WRITTEN PROBLEM
Return each line of the data below that contains the string "mountain".

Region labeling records
- - - - -
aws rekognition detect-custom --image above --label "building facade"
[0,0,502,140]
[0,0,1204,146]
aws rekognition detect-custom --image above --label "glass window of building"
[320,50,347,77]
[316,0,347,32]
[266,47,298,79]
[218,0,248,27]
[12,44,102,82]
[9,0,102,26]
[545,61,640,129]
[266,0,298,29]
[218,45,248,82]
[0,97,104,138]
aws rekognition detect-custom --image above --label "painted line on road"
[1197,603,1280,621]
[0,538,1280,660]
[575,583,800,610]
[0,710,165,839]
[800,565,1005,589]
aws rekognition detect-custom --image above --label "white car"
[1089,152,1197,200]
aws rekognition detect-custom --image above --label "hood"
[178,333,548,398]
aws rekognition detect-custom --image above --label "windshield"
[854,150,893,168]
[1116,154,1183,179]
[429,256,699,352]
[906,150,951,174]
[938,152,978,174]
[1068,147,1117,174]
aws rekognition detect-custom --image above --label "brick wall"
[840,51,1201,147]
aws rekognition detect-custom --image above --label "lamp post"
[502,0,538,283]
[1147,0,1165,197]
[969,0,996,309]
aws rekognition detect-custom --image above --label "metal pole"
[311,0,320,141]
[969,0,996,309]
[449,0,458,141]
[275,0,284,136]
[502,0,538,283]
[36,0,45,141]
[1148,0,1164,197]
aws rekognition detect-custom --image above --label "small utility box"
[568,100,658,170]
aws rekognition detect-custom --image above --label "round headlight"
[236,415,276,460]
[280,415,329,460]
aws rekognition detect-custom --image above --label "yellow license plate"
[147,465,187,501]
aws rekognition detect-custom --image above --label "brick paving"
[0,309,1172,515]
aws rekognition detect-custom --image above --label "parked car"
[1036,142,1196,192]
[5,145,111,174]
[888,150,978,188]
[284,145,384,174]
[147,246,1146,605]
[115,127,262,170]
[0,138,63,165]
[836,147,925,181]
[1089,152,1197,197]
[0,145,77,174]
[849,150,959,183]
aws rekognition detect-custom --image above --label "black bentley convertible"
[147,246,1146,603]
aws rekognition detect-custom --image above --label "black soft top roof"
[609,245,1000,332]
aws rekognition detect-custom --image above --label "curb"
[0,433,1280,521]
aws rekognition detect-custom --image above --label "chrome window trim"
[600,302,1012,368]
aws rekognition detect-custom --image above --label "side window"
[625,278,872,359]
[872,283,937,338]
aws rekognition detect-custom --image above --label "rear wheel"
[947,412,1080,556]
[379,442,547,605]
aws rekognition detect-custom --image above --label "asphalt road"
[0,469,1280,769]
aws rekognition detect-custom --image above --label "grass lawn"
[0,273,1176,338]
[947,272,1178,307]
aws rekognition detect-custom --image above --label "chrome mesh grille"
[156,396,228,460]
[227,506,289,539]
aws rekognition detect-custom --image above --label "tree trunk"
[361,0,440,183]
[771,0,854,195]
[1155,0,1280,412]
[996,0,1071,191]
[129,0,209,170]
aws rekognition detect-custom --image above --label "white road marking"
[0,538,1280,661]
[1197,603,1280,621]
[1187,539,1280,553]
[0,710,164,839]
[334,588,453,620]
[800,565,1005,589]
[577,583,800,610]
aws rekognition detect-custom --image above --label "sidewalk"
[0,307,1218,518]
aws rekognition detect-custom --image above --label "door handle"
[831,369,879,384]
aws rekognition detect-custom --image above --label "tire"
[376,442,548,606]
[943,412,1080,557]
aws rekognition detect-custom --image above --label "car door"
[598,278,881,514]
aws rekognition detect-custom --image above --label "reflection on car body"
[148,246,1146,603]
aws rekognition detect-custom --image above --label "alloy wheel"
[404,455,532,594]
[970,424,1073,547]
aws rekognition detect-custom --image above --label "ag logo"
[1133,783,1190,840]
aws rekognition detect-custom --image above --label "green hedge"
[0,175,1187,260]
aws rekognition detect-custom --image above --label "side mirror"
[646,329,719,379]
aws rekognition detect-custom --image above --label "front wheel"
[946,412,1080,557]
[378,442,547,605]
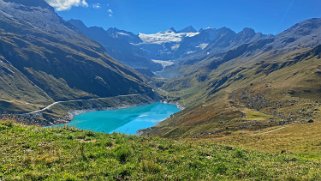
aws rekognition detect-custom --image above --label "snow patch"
[139,31,199,44]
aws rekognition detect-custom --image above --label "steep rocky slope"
[147,19,321,137]
[0,0,156,113]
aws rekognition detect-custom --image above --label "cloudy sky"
[46,0,321,34]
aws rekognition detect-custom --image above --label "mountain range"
[0,0,321,137]
[0,0,157,116]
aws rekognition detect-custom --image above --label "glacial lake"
[61,103,180,134]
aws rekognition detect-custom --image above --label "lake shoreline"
[55,101,181,135]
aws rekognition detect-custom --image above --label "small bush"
[142,160,161,174]
[115,146,133,164]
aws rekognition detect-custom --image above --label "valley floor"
[0,121,321,180]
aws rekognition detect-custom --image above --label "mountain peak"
[178,26,197,33]
[3,0,53,10]
[165,27,177,33]
[238,28,256,37]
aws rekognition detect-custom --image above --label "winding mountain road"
[24,94,139,115]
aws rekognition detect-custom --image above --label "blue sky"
[54,0,321,34]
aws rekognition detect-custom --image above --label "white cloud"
[92,3,101,9]
[46,0,88,11]
[107,9,114,17]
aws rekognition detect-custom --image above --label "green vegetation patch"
[0,122,321,180]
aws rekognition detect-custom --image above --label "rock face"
[0,0,156,112]
[147,18,321,137]
[68,20,162,71]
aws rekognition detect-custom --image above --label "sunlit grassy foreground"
[0,122,321,180]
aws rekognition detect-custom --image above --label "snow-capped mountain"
[69,20,266,72]
[139,28,199,44]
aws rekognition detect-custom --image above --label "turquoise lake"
[63,103,180,134]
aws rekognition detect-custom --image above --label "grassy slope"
[0,122,321,180]
[203,115,321,160]
[147,50,321,137]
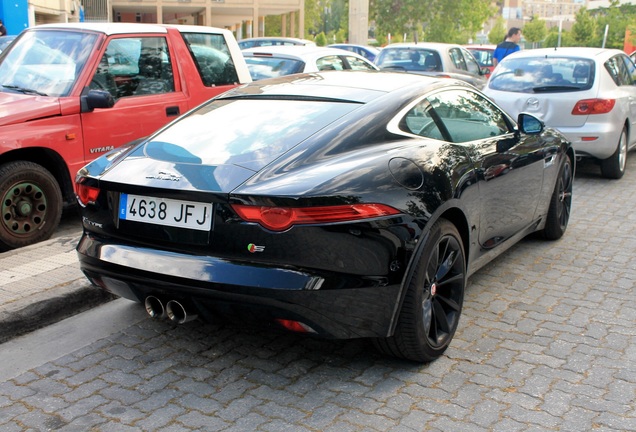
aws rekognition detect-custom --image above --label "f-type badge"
[247,243,265,253]
[526,98,539,111]
[146,171,181,181]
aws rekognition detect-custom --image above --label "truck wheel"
[374,219,466,362]
[0,161,62,251]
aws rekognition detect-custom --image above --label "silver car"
[241,46,378,81]
[374,42,490,89]
[484,48,636,179]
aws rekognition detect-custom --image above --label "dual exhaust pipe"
[144,296,198,324]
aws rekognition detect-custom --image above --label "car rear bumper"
[556,120,623,159]
[77,233,400,339]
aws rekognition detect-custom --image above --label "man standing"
[492,27,521,66]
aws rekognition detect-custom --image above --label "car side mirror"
[517,113,545,135]
[80,90,115,112]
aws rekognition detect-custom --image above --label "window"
[183,33,238,87]
[448,48,468,70]
[90,37,174,99]
[400,90,510,143]
[345,56,375,70]
[316,56,345,70]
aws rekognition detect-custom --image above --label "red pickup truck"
[0,23,251,251]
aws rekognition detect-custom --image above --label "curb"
[0,278,117,344]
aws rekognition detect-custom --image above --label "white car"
[374,42,489,89]
[484,48,636,179]
[242,46,378,81]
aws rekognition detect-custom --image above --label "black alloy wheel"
[543,156,574,240]
[374,219,466,362]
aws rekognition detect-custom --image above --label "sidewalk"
[0,223,114,343]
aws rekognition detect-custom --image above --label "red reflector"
[77,184,99,205]
[232,204,400,231]
[276,318,316,333]
[572,99,616,115]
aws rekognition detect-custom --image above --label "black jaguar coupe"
[76,71,575,362]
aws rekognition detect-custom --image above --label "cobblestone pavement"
[0,159,636,432]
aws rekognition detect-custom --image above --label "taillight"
[77,184,99,206]
[572,99,616,115]
[232,204,400,231]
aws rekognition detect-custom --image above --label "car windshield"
[489,57,594,93]
[376,48,442,72]
[245,57,305,81]
[468,48,493,67]
[144,98,360,171]
[0,30,97,97]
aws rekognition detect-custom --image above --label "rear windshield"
[488,57,594,93]
[375,48,442,72]
[245,57,305,81]
[144,99,360,171]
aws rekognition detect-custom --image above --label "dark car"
[329,43,380,61]
[77,71,574,361]
[374,42,489,89]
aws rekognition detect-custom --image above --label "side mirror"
[80,90,115,112]
[517,113,545,135]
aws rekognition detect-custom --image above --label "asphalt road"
[0,159,636,432]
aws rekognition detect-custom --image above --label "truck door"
[81,35,188,161]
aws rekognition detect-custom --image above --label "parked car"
[242,46,378,81]
[0,35,17,53]
[329,44,380,62]
[485,48,636,179]
[375,42,487,89]
[0,23,251,251]
[464,45,497,75]
[77,71,575,362]
[238,36,316,49]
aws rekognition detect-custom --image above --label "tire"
[542,156,574,240]
[601,128,627,180]
[374,219,466,362]
[0,161,63,251]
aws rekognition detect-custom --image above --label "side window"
[316,56,345,70]
[400,90,511,143]
[345,56,374,70]
[183,33,238,87]
[448,48,468,70]
[90,37,174,99]
[605,56,632,86]
[462,50,479,75]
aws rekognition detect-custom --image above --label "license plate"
[119,194,212,231]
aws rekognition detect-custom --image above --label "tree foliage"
[488,16,508,45]
[523,16,548,46]
[572,8,597,46]
[369,0,497,43]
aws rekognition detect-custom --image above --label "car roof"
[220,70,474,102]
[238,36,315,44]
[241,45,376,62]
[32,22,231,35]
[382,42,461,50]
[504,47,625,60]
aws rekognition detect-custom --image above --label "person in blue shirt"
[492,27,521,66]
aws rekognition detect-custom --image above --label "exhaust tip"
[144,296,166,319]
[166,300,198,324]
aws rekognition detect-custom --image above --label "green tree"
[488,16,508,45]
[369,0,497,43]
[571,7,597,46]
[523,16,548,48]
[316,32,327,46]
- - - - -
ANSWER IN FULL
aws rekognition detect-custom --image above --label "mountain range"
aws rekognition detect-custom --image above --label "mountain peak"
aws rekognition detect-custom --image above --label "winding mountain road"
aws rekognition detect-custom --image above --label "snow-capped mountain"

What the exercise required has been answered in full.